Entries from a pointing dataset:

%%

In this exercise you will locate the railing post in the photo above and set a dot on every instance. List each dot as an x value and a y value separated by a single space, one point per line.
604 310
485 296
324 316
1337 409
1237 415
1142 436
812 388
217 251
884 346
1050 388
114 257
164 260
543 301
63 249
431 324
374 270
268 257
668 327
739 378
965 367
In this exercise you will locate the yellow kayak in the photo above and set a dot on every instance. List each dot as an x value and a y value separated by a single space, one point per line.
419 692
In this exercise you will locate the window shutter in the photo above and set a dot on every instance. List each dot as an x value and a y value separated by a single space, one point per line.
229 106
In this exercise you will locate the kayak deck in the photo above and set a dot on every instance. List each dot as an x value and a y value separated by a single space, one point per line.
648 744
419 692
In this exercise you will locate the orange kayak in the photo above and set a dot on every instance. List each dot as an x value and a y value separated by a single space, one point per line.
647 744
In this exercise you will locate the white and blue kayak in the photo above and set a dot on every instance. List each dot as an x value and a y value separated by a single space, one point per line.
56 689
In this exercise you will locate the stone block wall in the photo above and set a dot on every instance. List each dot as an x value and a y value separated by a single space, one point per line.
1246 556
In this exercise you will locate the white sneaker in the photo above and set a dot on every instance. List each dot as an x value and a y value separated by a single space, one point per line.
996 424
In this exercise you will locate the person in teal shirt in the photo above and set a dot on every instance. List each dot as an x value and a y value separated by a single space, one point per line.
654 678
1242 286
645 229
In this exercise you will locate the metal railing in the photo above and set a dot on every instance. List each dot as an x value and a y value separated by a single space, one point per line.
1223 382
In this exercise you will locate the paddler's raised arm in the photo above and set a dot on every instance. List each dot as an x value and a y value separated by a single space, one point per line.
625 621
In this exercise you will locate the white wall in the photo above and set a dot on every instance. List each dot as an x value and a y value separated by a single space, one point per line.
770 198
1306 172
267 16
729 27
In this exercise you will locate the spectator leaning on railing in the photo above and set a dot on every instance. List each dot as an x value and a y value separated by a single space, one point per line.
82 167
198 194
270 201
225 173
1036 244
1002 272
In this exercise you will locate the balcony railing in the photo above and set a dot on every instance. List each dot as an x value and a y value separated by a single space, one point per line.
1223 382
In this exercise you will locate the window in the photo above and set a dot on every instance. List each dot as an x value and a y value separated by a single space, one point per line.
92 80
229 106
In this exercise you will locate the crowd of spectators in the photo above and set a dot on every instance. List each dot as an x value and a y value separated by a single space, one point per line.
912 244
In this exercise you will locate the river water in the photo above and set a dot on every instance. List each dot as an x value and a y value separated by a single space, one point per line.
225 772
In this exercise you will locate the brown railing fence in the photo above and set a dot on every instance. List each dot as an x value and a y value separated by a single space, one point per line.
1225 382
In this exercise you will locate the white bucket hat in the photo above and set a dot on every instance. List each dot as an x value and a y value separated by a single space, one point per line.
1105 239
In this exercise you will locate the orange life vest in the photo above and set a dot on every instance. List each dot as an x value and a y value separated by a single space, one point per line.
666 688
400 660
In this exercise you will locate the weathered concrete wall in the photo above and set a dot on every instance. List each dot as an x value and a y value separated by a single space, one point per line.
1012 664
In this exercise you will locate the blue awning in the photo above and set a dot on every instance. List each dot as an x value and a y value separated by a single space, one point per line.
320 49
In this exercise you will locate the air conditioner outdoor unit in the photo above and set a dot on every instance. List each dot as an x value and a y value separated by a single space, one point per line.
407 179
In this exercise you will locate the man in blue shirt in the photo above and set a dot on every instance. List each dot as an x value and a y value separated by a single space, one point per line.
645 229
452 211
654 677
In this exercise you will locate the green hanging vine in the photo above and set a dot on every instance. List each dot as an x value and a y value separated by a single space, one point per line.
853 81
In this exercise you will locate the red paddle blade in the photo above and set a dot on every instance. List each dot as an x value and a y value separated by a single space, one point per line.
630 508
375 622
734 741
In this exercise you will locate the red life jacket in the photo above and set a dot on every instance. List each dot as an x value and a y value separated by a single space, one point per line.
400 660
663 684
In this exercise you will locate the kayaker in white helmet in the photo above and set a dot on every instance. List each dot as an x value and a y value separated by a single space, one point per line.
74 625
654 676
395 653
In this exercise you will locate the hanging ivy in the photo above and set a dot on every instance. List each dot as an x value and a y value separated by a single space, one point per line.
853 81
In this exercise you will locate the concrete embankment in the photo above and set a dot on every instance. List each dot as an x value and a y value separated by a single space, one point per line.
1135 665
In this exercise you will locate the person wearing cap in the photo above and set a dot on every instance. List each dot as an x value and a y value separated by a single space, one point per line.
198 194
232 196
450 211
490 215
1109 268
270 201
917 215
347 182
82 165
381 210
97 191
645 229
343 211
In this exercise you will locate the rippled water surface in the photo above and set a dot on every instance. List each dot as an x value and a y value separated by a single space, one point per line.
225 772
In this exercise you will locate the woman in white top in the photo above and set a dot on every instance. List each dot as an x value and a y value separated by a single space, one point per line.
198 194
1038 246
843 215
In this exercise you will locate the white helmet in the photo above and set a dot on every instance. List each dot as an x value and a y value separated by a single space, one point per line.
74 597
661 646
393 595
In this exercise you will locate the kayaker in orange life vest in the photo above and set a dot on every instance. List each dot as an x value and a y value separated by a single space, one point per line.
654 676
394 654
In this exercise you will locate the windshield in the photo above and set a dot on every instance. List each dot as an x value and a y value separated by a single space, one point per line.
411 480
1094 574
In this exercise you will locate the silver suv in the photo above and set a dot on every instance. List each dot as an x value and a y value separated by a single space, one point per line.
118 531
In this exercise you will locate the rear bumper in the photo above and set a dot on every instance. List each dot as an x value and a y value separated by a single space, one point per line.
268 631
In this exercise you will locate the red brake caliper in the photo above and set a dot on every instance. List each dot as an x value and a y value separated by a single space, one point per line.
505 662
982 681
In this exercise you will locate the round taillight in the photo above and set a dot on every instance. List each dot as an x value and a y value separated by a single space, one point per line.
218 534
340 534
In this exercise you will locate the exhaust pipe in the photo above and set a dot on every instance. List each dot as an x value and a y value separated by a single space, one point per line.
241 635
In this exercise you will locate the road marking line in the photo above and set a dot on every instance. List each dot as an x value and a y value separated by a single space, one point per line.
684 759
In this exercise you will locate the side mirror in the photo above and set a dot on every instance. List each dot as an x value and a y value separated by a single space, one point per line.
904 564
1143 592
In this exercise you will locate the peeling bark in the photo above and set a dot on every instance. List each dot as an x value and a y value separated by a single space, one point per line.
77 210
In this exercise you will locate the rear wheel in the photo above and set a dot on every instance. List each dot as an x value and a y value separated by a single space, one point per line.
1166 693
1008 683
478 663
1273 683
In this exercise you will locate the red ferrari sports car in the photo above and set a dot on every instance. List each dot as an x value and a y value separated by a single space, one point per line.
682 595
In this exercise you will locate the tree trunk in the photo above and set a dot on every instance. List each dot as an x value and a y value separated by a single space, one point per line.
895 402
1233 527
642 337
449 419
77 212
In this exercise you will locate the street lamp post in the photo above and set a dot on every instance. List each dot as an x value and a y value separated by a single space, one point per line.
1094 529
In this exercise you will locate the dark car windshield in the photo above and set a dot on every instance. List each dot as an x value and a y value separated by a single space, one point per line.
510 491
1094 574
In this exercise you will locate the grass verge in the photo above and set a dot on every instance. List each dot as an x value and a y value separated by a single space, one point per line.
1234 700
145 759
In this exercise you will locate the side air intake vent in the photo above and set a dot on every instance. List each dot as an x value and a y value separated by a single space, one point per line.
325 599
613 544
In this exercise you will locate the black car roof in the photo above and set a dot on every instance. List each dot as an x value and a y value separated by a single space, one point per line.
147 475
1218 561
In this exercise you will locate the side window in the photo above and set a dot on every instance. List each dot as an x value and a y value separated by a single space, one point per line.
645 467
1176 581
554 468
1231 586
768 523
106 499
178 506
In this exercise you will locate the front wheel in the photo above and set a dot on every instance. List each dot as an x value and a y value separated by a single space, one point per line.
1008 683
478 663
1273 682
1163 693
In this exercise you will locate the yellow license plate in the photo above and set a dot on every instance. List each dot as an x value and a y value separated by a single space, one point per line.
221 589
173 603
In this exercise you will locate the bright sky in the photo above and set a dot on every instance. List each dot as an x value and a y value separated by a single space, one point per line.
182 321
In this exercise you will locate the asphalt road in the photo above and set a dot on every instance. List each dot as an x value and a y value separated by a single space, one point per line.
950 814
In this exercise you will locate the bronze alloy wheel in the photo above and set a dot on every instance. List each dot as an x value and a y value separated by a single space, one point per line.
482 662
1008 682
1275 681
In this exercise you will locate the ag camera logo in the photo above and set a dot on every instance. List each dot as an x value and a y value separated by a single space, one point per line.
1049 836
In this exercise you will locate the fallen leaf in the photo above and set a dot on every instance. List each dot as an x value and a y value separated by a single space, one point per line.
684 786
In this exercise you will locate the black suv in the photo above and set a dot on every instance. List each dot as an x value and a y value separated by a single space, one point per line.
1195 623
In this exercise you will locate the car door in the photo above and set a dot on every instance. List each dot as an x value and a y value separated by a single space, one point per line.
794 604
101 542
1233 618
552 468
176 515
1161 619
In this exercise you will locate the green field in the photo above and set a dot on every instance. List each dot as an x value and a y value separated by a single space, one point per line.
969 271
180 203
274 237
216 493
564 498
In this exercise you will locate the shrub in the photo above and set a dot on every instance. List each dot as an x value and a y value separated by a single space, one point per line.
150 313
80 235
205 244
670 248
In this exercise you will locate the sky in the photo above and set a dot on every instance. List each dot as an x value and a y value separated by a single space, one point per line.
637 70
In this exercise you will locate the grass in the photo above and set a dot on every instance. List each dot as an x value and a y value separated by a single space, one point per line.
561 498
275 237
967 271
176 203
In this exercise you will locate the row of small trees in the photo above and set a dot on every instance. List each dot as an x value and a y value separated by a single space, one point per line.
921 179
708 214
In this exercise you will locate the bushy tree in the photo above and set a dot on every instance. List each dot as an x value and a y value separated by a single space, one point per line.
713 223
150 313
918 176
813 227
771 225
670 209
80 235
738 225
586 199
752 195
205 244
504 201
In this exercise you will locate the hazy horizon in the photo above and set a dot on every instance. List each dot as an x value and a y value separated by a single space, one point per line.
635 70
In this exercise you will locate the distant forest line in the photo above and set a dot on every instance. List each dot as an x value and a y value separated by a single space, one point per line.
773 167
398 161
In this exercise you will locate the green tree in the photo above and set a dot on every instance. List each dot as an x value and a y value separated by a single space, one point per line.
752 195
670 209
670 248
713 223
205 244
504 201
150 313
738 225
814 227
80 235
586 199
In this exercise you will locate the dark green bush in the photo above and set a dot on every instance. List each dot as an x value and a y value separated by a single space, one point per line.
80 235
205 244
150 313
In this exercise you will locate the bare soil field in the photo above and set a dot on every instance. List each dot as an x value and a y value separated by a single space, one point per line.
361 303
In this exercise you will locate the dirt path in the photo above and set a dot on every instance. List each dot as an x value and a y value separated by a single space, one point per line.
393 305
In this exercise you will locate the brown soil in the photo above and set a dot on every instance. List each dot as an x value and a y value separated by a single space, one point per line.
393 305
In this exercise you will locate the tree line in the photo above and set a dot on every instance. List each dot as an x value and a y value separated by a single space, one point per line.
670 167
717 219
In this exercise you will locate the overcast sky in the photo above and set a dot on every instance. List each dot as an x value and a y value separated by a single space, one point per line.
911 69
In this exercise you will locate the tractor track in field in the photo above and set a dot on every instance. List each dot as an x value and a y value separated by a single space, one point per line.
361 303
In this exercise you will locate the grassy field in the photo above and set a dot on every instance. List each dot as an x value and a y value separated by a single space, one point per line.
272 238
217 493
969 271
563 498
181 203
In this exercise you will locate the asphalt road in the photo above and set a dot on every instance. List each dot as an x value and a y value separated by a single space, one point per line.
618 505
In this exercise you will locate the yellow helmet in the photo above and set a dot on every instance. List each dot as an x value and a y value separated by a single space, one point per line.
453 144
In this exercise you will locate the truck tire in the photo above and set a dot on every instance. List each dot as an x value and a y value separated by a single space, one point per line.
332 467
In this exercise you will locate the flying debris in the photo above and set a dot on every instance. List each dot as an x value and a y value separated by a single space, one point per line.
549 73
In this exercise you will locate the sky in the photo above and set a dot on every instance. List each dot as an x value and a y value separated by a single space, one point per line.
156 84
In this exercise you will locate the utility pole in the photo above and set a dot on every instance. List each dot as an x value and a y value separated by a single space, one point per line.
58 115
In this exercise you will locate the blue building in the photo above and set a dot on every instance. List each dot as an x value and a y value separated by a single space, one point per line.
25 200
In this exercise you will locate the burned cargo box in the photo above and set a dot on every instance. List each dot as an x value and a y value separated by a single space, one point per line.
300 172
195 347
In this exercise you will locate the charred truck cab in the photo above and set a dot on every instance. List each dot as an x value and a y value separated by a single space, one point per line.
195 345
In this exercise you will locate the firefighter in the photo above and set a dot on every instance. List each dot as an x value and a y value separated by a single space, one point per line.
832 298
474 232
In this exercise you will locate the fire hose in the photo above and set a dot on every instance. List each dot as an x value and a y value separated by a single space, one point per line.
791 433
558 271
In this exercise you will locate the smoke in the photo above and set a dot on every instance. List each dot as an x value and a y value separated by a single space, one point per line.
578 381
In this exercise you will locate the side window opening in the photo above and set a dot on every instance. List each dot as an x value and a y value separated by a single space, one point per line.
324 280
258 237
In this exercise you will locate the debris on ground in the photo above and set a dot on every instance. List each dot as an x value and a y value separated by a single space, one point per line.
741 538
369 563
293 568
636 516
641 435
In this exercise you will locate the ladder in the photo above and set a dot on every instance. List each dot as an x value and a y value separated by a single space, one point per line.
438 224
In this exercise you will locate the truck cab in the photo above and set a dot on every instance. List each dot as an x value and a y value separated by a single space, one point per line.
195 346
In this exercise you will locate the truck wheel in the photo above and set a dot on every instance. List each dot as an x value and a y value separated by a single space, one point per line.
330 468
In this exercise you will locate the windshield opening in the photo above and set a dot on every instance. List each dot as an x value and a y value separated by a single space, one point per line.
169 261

%%

Work required: Quote exactly what appears from the line containing "In this exercise you will locate the ladder" through the final line of the listing above, including both of those lines.

Reply:
In this exercise you will locate the ladder in the photo above and set a dot on every instance. List each dot as an x value and a y value separated by a single space, one point per line.
438 224
In this exercise you will locate the truck cab in the photo above and set a dot on every instance. List each dot as an x value and a y value separated by a single space, one point per line.
195 346
In this exercise you will locate the truck wheel in the photo above and set a dot on every instance. List each dot as an x value and a y value separated by a single space, one point per line.
330 468
In this exercise you will locate the windshield opening in the photo above and set a dot on every instance. List each dot as an x value and a y value separated by a single space, one point per line.
169 261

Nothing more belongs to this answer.